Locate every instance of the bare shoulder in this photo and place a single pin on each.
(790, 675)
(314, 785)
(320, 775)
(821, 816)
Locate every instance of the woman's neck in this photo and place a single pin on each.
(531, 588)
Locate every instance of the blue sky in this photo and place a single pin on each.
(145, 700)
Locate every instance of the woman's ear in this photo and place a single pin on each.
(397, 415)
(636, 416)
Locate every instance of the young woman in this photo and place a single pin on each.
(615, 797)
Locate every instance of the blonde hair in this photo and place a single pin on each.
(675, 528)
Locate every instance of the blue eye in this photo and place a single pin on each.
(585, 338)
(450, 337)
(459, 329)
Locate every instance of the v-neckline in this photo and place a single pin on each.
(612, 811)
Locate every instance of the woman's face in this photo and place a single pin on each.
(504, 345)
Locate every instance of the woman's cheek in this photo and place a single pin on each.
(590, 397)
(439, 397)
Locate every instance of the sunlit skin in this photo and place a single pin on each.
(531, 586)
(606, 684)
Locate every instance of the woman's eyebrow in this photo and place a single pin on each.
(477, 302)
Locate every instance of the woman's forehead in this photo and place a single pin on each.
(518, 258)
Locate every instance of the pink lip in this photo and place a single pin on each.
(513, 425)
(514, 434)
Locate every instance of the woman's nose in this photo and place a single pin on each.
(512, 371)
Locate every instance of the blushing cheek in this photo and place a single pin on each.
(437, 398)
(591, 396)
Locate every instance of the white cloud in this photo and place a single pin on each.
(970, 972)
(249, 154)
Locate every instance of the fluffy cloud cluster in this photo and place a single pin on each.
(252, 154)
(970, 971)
^^^^^^^^
» **THE TASK**: Restate exactly, and only, every line from the one that contains "Locate every instance of the white" through the last line of the records.

» **WRITTEN RESPONSE**:
Locate every instance of the white cloud in this photo and place a single pin on each.
(970, 972)
(249, 154)
Locate every instance of the fluffy cloud cluster in this photo and place a single pin on each.
(252, 154)
(970, 971)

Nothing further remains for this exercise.